Where does the word "clicks" show up in the records? Copy every line that holds it.

[Records supplied]

========================

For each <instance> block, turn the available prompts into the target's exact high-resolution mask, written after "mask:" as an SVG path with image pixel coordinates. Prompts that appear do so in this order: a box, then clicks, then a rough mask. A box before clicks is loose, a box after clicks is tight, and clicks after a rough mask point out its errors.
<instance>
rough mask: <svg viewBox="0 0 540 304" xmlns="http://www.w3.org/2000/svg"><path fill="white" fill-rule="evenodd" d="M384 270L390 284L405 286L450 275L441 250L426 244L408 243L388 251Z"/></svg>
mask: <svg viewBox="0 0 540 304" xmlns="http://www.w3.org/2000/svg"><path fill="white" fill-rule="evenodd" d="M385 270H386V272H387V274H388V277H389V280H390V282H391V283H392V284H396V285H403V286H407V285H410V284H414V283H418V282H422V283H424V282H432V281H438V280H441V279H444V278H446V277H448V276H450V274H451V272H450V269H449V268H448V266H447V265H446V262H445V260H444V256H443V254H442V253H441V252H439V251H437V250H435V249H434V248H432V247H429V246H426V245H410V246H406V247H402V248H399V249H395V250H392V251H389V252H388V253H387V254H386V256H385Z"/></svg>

========================

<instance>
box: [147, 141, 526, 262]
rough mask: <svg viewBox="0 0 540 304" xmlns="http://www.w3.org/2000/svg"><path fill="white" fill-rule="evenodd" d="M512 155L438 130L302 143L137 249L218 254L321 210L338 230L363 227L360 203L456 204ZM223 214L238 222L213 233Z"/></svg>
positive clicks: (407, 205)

========================

[Output of the exercise]
For each <instance> block, turn the available prompts into the target's exact high-resolution mask, written after "mask:" as an SVG path with image pixel coordinates. Prompts that appear do so in this order: a box, then clicks, then a rough mask. A box before clicks is loose, a box after clicks is tight, and clicks after a rough mask point out its errors.
positive clicks: (407, 205)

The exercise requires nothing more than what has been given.